__Stated task 1__
Can you duplicate the stretch from "Subsetting removes any" through "the references." in the database_schema documentation below, word for word?

━━━━

View source: R/database_schema.r
database_schema | R Documentation |
Enhances a relation_schema
object with foreign key reference
information.
database_schema(relation_schemas, references)
relation_schemas |
a |
references |
a list of references, each represented by a list containing four character elements. In order, the elements are a scalar giving the name of the child (referrer) schema, a vector giving the child attribute names, a scalar giving the name of the parent (referee) schema, and a vector giving the parent attribute names. The vectors must be of the same length and contain names for attributes present in their respective schemas, and the parent attributes must form a key. |
Unlike functional_dependency
and relation_schema
,
database_schema
is not designed to be vector-like: it only holds a
single database schema. This adheres to the usual package use case, where a
single data frame is being analysed at a time. However, it inherits from
relation_schema
, so is vectorised with respect to its relation
schemas.
As with relation_schema
, duplicate relation schemas, after
ordering by attribute, are allowed, and can be removed with
unique
.
References, i.e. foreign key references, are allowed to have different
attribute names in the child and parent relations; this can't occur in the
output for autoref
and normalise
.
Subsetting removes any references that involve removed relation schemas.
Removing duplicates with unique
changes references involving
duplicates to involve the kept equivalent schemas instead. Renaming relation
schemas with names<-
also changes their names in
the references.
A database_schema
object, containing relation_schemas
with references
stored in an attribute of the same name.
References are stored with their attributes in the order they appear in
their respective relation schemas.
attrs
, keys
, attrs_order
,
and references
for extracting parts of the information in a
database_schema
; create
for creating a
database
object that uses the given schema; gv
for converting the schema into Graphviz code; rename_attrs
for renaming the attributes in attrs_order
; reduce
for
filtering a schema's relations to those connected to a given relation by
foreign key references; subschemas
to return the
relation_schema
that the given schema contains;
merge_empty_keys
for combining relations with an empty key;
merge_schemas
for combining relations with matching sets of
keys.

━━━━

__Stated task 2__
Which lines in the rows below contain the string "blade"? Find every such line and copy each one in full, treating case as significant.

━━━━

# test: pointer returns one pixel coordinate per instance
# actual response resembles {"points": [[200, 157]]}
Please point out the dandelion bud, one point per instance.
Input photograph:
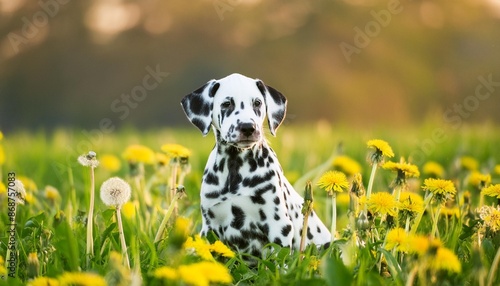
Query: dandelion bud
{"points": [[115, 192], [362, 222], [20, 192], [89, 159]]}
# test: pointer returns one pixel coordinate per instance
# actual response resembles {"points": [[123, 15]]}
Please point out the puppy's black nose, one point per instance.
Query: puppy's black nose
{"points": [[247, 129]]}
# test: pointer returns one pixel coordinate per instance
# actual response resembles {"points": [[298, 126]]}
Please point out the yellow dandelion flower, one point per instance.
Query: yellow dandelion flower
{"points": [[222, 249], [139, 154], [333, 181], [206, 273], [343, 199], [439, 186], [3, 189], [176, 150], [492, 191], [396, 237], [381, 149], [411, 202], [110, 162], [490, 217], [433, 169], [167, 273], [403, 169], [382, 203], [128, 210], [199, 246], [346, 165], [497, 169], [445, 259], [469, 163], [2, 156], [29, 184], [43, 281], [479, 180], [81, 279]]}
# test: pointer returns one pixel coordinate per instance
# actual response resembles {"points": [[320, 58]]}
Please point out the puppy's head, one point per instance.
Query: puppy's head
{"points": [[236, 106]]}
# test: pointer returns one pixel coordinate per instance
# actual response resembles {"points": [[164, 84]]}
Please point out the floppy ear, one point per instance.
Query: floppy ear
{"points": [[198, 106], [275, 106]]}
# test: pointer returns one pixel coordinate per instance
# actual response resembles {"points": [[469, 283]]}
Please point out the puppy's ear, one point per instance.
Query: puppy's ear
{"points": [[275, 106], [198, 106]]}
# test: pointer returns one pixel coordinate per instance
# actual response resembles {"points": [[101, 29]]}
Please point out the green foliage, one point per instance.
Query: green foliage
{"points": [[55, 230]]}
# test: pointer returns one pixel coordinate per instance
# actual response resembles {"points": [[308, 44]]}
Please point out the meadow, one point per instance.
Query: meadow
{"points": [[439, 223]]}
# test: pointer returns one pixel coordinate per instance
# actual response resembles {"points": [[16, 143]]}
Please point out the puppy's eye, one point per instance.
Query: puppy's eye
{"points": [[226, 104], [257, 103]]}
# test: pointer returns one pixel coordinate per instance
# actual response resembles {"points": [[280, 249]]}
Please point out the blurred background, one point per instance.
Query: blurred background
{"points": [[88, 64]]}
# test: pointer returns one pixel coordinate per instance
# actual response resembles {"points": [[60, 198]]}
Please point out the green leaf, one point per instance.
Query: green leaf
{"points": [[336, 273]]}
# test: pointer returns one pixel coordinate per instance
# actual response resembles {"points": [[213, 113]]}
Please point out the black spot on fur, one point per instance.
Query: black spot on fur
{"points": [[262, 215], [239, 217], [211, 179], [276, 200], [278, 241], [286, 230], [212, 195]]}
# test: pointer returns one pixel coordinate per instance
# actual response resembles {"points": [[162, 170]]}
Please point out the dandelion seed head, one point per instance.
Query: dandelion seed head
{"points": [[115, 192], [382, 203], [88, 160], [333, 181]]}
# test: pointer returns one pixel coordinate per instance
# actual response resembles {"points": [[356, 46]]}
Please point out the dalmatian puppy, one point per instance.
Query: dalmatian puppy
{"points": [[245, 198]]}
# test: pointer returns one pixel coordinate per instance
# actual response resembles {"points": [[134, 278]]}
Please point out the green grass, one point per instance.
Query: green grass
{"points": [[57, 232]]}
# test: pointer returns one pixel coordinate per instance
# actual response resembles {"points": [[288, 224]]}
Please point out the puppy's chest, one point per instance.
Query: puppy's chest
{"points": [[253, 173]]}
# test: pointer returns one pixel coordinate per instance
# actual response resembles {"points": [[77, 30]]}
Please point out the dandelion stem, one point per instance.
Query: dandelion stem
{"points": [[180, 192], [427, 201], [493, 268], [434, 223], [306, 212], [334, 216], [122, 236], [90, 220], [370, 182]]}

━━━━

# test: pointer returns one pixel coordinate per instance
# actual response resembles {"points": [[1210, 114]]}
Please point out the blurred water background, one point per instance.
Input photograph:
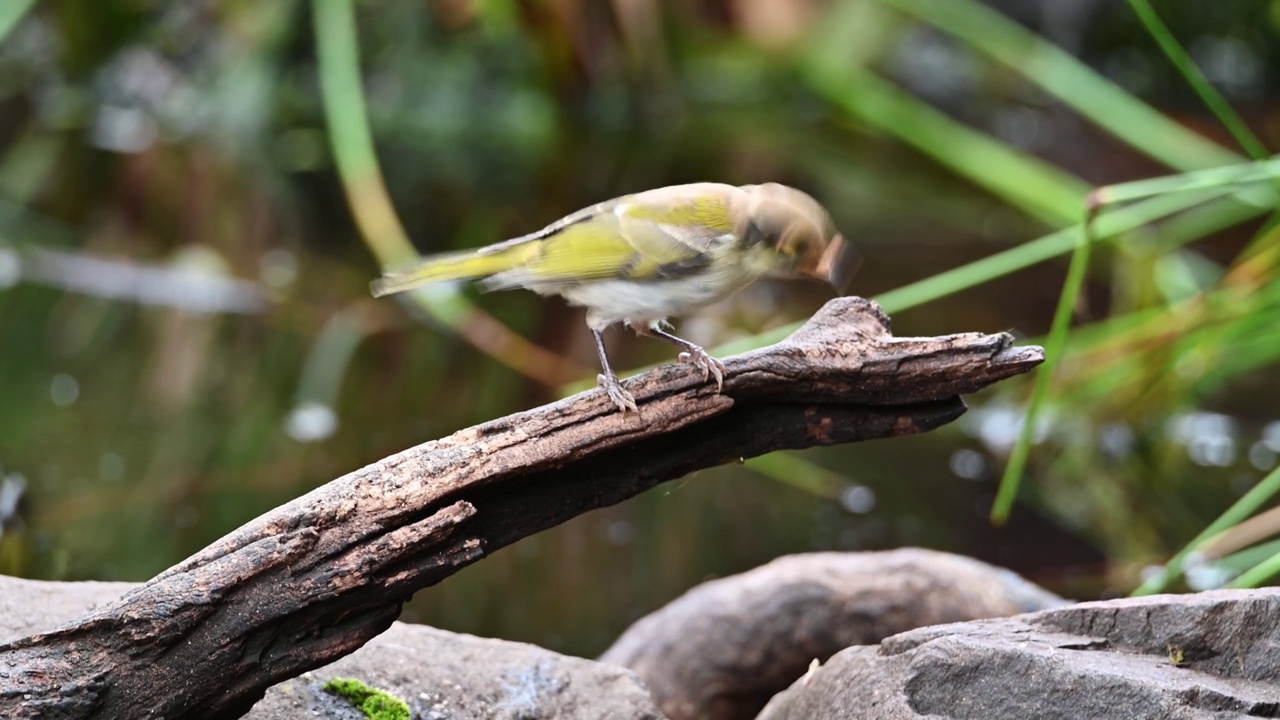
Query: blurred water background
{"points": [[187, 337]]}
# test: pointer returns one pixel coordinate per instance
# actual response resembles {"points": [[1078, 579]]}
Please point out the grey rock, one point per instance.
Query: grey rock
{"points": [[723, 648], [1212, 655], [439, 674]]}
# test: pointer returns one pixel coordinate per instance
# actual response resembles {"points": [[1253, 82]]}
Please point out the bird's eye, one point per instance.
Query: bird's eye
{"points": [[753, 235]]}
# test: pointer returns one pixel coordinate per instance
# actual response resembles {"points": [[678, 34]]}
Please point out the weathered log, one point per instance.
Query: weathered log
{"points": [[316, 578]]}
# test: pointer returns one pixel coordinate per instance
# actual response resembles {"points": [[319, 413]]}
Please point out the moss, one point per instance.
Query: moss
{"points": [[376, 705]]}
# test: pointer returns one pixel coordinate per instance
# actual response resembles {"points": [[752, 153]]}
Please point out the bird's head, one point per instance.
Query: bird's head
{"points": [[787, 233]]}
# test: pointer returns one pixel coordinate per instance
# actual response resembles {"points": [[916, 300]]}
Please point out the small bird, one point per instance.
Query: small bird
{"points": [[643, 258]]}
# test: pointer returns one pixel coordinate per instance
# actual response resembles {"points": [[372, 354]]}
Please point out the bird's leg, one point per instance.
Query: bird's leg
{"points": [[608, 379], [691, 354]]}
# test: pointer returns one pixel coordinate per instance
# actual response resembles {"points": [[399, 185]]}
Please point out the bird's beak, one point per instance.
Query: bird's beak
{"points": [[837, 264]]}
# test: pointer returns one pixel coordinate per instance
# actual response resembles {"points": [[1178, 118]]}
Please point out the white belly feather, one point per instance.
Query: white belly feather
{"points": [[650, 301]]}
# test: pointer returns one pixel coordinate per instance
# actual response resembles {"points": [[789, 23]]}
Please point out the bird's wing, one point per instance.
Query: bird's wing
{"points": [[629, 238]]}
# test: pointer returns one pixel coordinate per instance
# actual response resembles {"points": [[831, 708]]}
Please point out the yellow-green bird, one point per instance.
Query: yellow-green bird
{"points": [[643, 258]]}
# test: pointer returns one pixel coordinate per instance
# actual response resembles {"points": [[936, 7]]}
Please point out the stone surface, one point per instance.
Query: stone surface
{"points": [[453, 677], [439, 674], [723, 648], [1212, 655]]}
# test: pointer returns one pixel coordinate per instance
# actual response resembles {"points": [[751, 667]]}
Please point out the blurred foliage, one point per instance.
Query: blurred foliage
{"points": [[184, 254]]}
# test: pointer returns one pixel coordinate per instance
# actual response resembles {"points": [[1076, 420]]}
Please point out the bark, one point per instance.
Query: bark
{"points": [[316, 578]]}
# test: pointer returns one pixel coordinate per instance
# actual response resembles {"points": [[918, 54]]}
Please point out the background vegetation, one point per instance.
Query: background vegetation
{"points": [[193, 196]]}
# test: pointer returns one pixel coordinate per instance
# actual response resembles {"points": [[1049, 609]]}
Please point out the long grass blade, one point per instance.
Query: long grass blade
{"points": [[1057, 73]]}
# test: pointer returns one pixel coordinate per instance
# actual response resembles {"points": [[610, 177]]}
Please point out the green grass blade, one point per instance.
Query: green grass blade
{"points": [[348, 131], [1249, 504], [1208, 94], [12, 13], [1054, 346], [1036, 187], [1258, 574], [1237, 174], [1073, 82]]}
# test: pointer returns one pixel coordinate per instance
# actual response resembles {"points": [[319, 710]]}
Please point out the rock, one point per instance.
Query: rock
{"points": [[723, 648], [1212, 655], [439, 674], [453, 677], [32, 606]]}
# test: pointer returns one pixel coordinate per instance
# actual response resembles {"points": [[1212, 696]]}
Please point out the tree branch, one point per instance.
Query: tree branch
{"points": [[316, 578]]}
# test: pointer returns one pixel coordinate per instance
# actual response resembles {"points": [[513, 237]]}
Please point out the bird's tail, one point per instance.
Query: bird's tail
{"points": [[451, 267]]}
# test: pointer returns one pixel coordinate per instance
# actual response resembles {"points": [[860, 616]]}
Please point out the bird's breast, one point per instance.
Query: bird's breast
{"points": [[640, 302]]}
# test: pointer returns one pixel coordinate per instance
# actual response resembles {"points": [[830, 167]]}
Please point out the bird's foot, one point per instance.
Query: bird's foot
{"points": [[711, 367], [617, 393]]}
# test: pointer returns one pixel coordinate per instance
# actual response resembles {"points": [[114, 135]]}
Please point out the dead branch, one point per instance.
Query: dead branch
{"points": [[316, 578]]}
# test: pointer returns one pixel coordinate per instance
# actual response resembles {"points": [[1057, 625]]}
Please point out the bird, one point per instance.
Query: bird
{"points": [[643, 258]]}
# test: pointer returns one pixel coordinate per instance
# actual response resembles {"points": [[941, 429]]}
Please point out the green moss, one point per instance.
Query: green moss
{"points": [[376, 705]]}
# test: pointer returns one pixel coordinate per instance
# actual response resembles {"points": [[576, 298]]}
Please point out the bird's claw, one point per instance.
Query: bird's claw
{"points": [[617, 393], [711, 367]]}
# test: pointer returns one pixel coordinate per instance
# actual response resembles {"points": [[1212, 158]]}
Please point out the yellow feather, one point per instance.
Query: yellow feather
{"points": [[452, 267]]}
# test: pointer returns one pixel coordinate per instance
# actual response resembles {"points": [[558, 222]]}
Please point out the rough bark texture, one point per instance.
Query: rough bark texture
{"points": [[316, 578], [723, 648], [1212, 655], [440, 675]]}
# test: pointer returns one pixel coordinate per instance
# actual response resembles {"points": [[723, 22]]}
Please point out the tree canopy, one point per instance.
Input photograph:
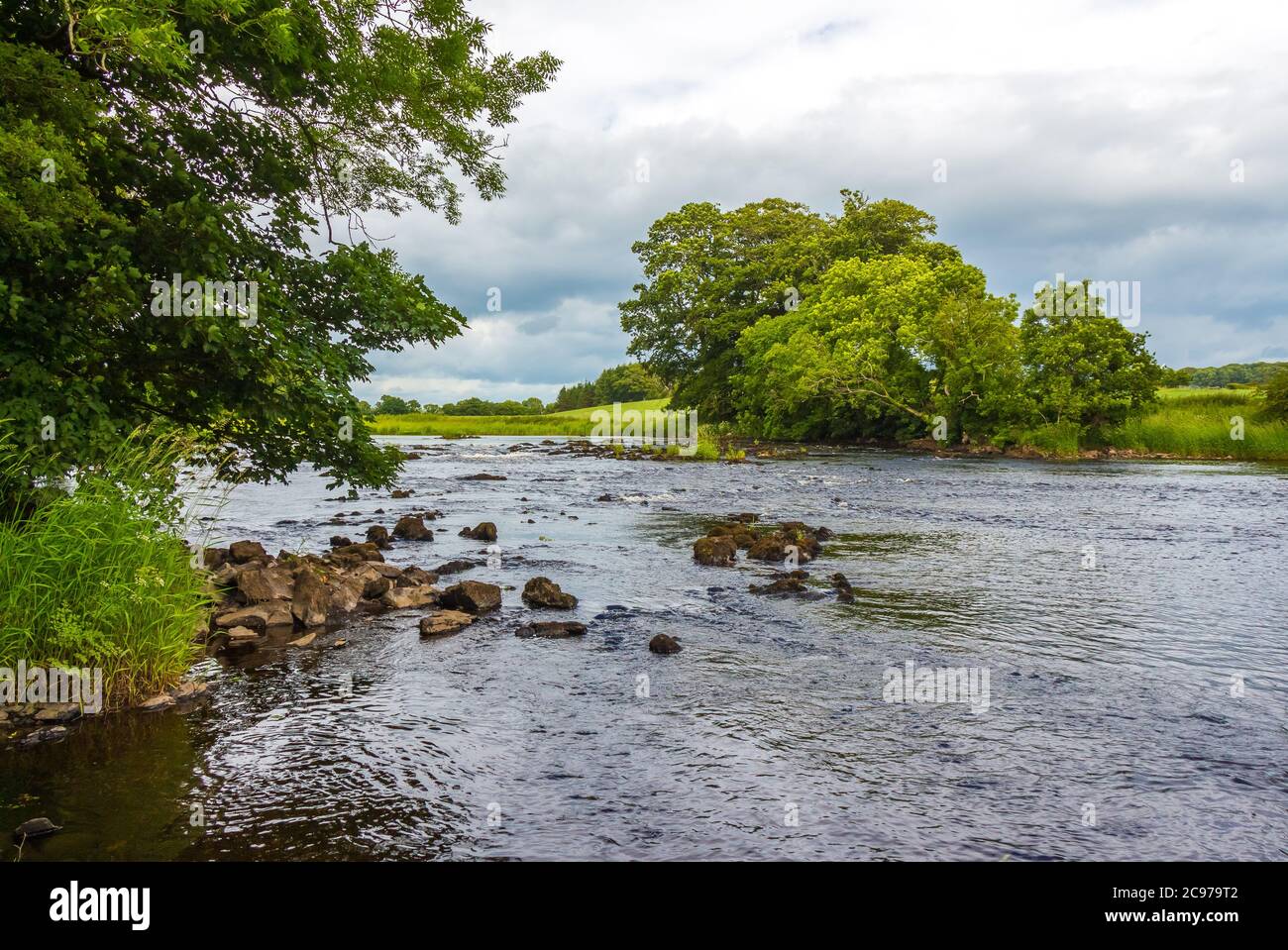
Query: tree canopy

━━━━

__Task output 1__
Subsetting removes any references that involve removed relation schemas.
Removing duplicates with unique
changes references involving
duplicates to involve the kept equivalent schemas instead. Renaming relation
schemas with names<-
also changes their names in
the references.

__Task output 2__
Please point out the long grass blade, one point per instance.
Query: long grass blade
Please point out the green grass blade, one point per instance.
Query: green grass blade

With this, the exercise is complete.